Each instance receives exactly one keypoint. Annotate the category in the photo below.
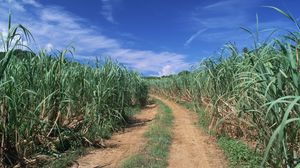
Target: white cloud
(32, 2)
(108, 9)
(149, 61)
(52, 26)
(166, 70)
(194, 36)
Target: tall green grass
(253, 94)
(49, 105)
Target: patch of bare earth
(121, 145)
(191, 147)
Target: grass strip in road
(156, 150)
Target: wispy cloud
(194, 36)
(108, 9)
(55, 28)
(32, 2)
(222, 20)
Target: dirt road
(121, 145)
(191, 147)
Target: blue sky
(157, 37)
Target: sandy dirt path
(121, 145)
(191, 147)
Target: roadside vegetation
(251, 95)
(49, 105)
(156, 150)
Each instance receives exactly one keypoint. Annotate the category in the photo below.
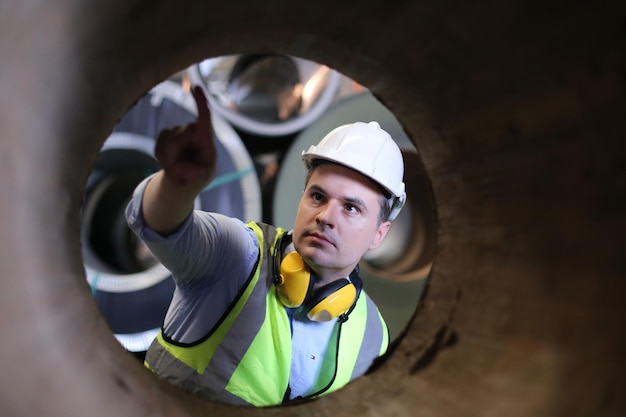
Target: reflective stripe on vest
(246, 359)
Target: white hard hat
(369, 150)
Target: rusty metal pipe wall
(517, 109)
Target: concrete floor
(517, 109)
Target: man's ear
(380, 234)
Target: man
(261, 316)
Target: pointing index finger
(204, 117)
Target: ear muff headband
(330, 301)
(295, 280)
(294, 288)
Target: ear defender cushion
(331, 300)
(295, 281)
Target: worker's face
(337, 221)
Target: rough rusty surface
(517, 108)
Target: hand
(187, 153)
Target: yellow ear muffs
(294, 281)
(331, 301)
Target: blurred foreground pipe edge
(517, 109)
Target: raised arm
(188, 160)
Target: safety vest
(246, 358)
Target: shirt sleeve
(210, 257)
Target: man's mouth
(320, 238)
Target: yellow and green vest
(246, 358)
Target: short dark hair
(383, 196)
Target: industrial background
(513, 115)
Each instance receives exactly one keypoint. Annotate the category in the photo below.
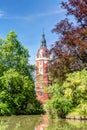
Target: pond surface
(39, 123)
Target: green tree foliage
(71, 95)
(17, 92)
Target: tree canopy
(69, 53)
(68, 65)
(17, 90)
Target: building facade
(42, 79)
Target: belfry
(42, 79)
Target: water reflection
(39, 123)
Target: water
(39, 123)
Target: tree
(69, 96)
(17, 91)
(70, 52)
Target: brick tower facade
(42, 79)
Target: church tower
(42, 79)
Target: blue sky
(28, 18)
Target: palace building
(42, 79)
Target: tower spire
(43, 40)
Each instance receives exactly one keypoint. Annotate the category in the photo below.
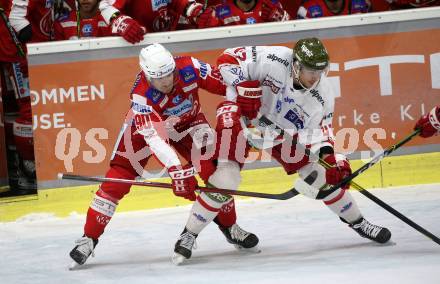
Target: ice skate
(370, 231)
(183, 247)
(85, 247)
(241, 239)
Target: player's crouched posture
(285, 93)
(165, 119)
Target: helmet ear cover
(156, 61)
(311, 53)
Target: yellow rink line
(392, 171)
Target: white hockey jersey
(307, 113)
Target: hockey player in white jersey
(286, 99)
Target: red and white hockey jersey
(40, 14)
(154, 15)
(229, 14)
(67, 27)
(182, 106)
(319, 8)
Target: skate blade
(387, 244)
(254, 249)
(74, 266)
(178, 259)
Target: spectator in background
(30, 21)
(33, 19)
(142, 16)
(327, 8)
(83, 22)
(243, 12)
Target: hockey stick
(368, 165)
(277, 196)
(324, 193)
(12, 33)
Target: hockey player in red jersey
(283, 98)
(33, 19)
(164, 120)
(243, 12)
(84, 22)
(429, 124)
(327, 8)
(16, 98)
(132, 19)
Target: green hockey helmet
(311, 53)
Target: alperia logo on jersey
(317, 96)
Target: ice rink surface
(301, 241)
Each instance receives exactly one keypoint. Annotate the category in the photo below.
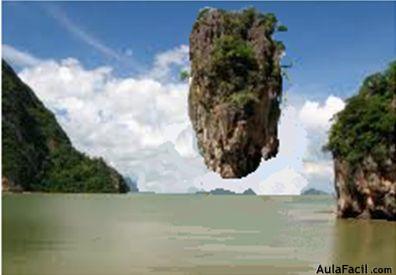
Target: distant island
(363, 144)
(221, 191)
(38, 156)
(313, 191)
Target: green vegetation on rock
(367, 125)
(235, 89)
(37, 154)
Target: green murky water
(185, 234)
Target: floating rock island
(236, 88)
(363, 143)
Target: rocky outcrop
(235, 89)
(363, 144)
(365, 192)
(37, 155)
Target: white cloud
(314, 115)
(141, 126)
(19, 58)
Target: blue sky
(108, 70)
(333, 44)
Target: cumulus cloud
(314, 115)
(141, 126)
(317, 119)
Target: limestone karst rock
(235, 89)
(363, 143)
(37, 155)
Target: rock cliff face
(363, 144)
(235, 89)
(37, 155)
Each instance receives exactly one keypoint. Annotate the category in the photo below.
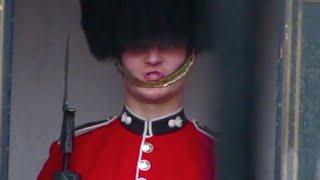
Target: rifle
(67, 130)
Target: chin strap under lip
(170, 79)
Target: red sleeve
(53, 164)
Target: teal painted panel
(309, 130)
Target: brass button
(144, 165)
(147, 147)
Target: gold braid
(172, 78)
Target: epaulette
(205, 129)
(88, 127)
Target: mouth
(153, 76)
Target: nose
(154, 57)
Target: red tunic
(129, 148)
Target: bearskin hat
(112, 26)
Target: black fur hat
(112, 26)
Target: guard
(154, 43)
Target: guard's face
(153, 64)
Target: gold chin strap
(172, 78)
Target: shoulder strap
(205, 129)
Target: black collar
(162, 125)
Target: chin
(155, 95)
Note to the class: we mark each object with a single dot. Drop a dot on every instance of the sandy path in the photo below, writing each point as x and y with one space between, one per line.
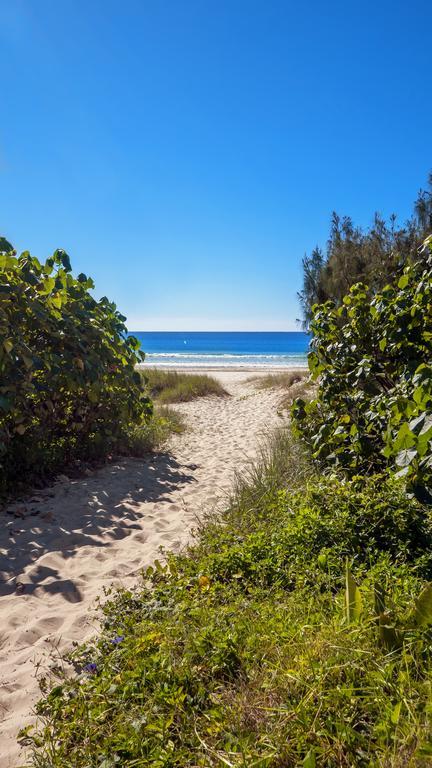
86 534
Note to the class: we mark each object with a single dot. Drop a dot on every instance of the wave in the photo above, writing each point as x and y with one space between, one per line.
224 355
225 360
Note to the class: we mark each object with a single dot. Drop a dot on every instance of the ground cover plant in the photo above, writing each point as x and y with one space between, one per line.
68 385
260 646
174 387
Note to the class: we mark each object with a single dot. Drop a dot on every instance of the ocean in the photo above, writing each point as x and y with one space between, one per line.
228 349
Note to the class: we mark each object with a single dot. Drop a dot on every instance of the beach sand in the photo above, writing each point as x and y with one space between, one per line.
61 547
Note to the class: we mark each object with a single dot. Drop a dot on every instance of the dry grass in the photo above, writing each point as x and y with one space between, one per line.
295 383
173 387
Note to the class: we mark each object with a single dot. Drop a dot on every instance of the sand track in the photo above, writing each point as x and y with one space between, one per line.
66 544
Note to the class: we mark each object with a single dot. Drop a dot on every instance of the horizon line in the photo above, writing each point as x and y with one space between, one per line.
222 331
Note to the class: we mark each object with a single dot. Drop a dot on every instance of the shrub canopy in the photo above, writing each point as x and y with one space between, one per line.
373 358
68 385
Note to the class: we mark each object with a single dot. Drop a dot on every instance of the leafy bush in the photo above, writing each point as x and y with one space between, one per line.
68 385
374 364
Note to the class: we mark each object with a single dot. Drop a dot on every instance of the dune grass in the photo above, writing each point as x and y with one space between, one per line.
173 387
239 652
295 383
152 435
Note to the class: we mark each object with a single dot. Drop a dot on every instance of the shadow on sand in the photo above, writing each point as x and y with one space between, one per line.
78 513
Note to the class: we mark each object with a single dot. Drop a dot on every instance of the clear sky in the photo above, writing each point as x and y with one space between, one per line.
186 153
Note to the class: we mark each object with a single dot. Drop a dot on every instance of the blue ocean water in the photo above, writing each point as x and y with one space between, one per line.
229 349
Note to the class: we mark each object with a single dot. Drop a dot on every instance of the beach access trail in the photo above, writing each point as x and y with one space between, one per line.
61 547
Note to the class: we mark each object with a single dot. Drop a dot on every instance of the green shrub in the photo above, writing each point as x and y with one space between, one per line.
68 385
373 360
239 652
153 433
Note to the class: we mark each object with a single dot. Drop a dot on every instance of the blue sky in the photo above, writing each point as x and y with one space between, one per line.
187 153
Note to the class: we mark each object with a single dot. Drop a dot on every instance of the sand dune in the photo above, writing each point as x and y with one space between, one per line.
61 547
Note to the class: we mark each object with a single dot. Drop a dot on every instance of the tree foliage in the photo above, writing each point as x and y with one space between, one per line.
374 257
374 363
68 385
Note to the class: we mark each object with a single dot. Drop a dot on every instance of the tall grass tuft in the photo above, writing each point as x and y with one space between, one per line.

========

Exercise prompt:
Retype the records above exactly, leaving every picture out of your copy.

Answer to this problem:
Each instance receives exactly one keypoint. Annotate the category in the photo below.
Target: white cloud
(32, 2)
(108, 9)
(149, 61)
(52, 26)
(166, 70)
(194, 36)
Target: tall green grass
(253, 94)
(49, 105)
Target: patch of bare earth
(121, 145)
(191, 147)
Target: grass strip in road
(156, 150)
Target: wispy cloud
(194, 36)
(108, 9)
(55, 28)
(32, 2)
(222, 20)
Target: dirt road
(121, 145)
(191, 147)
Target: blue sky
(157, 37)
Target: sandy dirt path
(121, 145)
(191, 147)
Target: roadside vegetation
(251, 95)
(49, 105)
(156, 150)
Each instance receives exactly one keypoint. Annotate the category in the photo below.
Target: reflective stripe on vest
(246, 359)
Target: white hard hat
(369, 150)
Target: rusty metal pipe wall
(517, 109)
Target: concrete floor
(517, 109)
Target: man's ear
(380, 234)
Target: man
(261, 316)
Target: pointing index finger
(204, 117)
Target: ear muff headband
(330, 301)
(295, 280)
(294, 288)
Target: ear defender cushion
(331, 300)
(295, 281)
Target: worker's face
(337, 221)
Target: rough rusty surface
(517, 108)
Target: hand
(187, 153)
Target: yellow ear muffs
(294, 281)
(331, 301)
Target: blurred foreground pipe edge
(517, 109)
Target: raised arm
(188, 160)
Target: safety vest
(246, 358)
Target: shirt sleeve
(210, 257)
Target: man's mouth
(320, 238)
Target: yellow and green vest
(246, 358)
Target: short dark hair
(383, 196)
Target: industrial background
(513, 115)
Each instance receives exactly one keypoint. Annotate the category in the photo below.
Target: pond surface
(39, 123)
Target: green tree foliage
(71, 95)
(17, 92)
Target: tree canopy
(69, 53)
(68, 65)
(17, 90)
Target: building facade
(42, 79)
Target: belfry
(42, 79)
Target: water reflection
(39, 123)
Target: water
(39, 123)
Target: tree
(69, 96)
(17, 91)
(70, 52)
Target: brick tower facade
(42, 79)
Target: church tower
(42, 79)
Target: blue sky
(28, 18)
Target: palace building
(42, 79)
Target: tower spire
(43, 40)
Each instance receives exactly one keypoint. Annotate the category in the photo below.
Target: ice skate
(370, 231)
(183, 247)
(85, 247)
(241, 239)
Target: player's crouched posture
(285, 93)
(165, 119)
Target: helmet ear cover
(156, 61)
(311, 53)
Target: yellow rink line
(392, 171)
Target: white hockey jersey
(307, 113)
Target: hockey player in white jersey
(286, 99)
Target: red and white hockey jersey
(40, 14)
(154, 15)
(229, 14)
(67, 27)
(182, 106)
(319, 8)
Target: skate blade
(387, 244)
(254, 249)
(74, 266)
(178, 259)
Target: spectator in background
(30, 21)
(33, 19)
(142, 16)
(327, 8)
(83, 22)
(243, 12)
Target: hockey stick
(368, 165)
(277, 196)
(324, 193)
(12, 33)
Target: hockey player in red jersey
(283, 98)
(33, 19)
(164, 120)
(243, 12)
(84, 22)
(429, 124)
(327, 8)
(16, 98)
(132, 19)
Target: green hockey helmet
(311, 53)
Target: alperia logo on jersey
(317, 96)
Target: ice rink surface
(301, 241)
Each instance receives exactly one keypoint. Annotate the category in the photo below.
Target: distant island
(363, 144)
(221, 191)
(38, 156)
(313, 191)
Target: green vegetation on rock
(367, 125)
(235, 89)
(37, 154)
Target: green murky water
(185, 234)
Target: floating rock island
(236, 88)
(363, 143)
Target: rocky outcrop
(235, 89)
(363, 144)
(365, 192)
(37, 155)
Target: white cloud
(314, 115)
(141, 126)
(19, 58)
Target: blue sky
(108, 70)
(333, 44)
Target: cumulus cloud
(314, 115)
(141, 126)
(317, 119)
Target: limestone karst rock
(235, 89)
(363, 143)
(37, 155)
Target: rock cliff face
(363, 144)
(235, 89)
(37, 155)
Each instance receives exactly one keypoint. Annotate the category in the photo below.
Target: rifle
(67, 130)
Target: chin strap under lip
(170, 79)
Target: red sleeve
(53, 164)
Target: teal painted panel
(309, 130)
Target: brass button
(144, 165)
(147, 147)
Target: gold braid
(172, 78)
Target: epaulette
(205, 129)
(88, 127)
Target: mouth
(153, 76)
Target: nose
(154, 57)
Target: red tunic
(129, 148)
Target: bearskin hat
(112, 26)
Target: black fur hat
(112, 26)
Target: guard
(154, 43)
Target: guard's face
(153, 64)
Target: gold chin strap
(172, 78)
Target: shoulder strap
(205, 129)
Target: black collar
(162, 125)
Target: chin
(155, 95)
Note to the class: we mark each object with a single dot. Drop a dot on every instance of the sandy path in the photo below, writing each point as x and y with one space between, one per line.
86 534
Note to the class: we mark each object with a single dot. Drop a dot on every instance of the wave in the photo above, writing each point as x and y with one space between, one per line.
224 355
225 360
Note to the class: we mark each object with a single dot. Drop a dot on every instance of the ground cover plant in the photo above, writing each point as x and y with one space between, one per line.
68 385
260 646
174 387
Note to the class: we mark each object with a single dot. Drop a dot on every instance of the ocean in the photo above, writing each point as x and y with one space between, one per line.
228 349
Note to the class: we mark each object with a single dot. Drop a dot on every instance of the beach sand in the photo above, writing each point as x and y with one space between, one per line.
61 547
Note to the class: we mark each object with a single dot. Drop a dot on every instance of the dry grass in the photo above, writing each point as x and y with one space between, one per line.
295 383
173 387
Note to the class: we mark each object with a single dot. Drop a dot on every instance of the sand track in the photo above, writing each point as x and y with one space between, one per line.
66 544
Note to the class: we mark each object with a single dot. Drop a dot on every instance of the horizon line in the photo above, writing each point as x and y with one space between, one per line.
222 331
Note to the class: we mark each object with a single dot. Drop a dot on every instance of the shrub canopy in the photo above, writing each point as x and y with one space between, one per line.
373 358
68 385
Note to the class: we mark each object with a single dot. Drop a dot on every instance of the leafy bush in the photo above, writing each point as x and y with one space between, one per line.
68 385
374 364
Note to the class: we mark each object with a single dot. Drop a dot on every instance of the dune grass in the photo above, writing each point as x and y with one space between, one per line.
173 387
239 652
295 383
152 435
Note to the class: we mark each object with a single dot. Drop a dot on every instance of the shadow on sand in the photo above, writing each point as x and y with one space between, one per line.
78 513
Note to the class: we mark each object with a single dot. Drop a dot on every instance of the clear sky in the photo above, writing each point as x and y with one space between, one per line.
186 153
Note to the class: we mark each object with a single dot. Drop a dot on every instance of the blue ocean water in the photo above, writing each point as x and y with one space between, one per line.
229 349
Note to the class: we mark each object with a single dot. Drop a dot on every instance of the beach access trail in the photo above, writing each point as x and y with one space between, one per line.
61 547
Note to the class: we mark each object with a single dot. Drop a dot on every instance of the green shrub in the photo above, writing each point as x and y with one space between, one per line.
68 385
373 360
239 652
153 433
Note to the class: we mark each object with a single dot. Drop a dot on every instance of the blue sky in the photo above, writing each point as x and y with one space between, one per line.
187 153
Note to the class: we mark each object with a single dot. Drop a dot on every instance of the sand dune in the photo above, writing each point as x and y with one space between, one per line.
61 547
Note to the class: we mark each object with a single dot. Drop a dot on every instance of the tree foliage in the photo above, writing each point as x and y with one space between, one per line.
374 257
374 363
68 385
Note to the class: we mark each object with a single dot. Drop a dot on every instance of the tall grass tuft in the photo above, writing each point as x and y with one space between, one per line.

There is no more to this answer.